What you have to do =
Word for word, return each entry that follows, with every image removed.

-----

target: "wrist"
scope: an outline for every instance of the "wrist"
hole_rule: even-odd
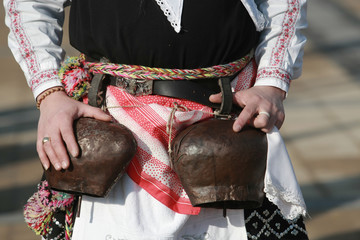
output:
[[[284,90],[282,90],[281,88],[278,88],[278,87],[273,87],[273,86],[271,86],[271,88],[276,93],[276,95],[278,95],[282,100],[284,100],[286,98],[286,92]]]
[[[287,94],[283,89],[274,86],[255,86],[254,88],[260,89],[260,91],[270,94],[271,96],[276,96],[282,101],[285,100]]]
[[[40,105],[41,103],[45,100],[45,98],[47,98],[48,96],[50,96],[53,93],[56,92],[64,92],[65,93],[65,89],[64,87],[52,87],[49,88],[45,91],[43,91],[42,93],[39,94],[39,96],[36,98],[36,107],[37,109],[40,109]]]

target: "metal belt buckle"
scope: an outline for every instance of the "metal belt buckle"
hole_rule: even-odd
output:
[[[127,93],[134,96],[150,95],[153,92],[152,80],[139,80],[117,77],[116,86],[124,89]]]

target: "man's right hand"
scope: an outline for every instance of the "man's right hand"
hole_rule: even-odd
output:
[[[67,149],[73,157],[79,155],[73,122],[80,117],[111,121],[111,116],[101,109],[76,101],[62,91],[51,93],[41,102],[36,148],[45,169],[50,164],[56,170],[68,168]],[[50,140],[43,143],[44,137]]]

-----

The completed task =
target: "wrist"
scope: an outline for every instance of the "wrist"
hole_rule: even-odd
output:
[[[284,90],[282,90],[281,88],[278,88],[278,87],[273,87],[273,86],[271,86],[271,88],[276,93],[276,95],[278,95],[282,100],[284,100],[286,98],[286,92]]]
[[[287,94],[283,89],[274,86],[255,86],[254,88],[260,89],[260,91],[270,94],[271,96],[276,96],[282,101],[285,100]]]
[[[40,105],[41,103],[45,100],[45,98],[47,98],[48,96],[50,96],[53,93],[56,92],[64,92],[65,93],[65,89],[64,87],[52,87],[49,88],[45,91],[43,91],[42,93],[39,94],[39,96],[36,98],[36,107],[37,109],[40,109]]]

target: "metal belt buckle"
scope: an outline for every instance of the "metal belt buckle"
hole_rule: even-odd
output:
[[[127,93],[134,96],[150,95],[153,92],[152,80],[139,80],[117,77],[116,86],[124,89]]]

target: "man's right hand"
scope: an outline for every instance of the "man's right hand"
hole_rule: even-odd
output:
[[[67,149],[73,157],[79,155],[73,122],[80,117],[111,121],[111,116],[101,109],[76,101],[62,91],[51,93],[41,102],[36,148],[45,169],[50,164],[56,170],[68,168]],[[50,140],[43,143],[44,137]]]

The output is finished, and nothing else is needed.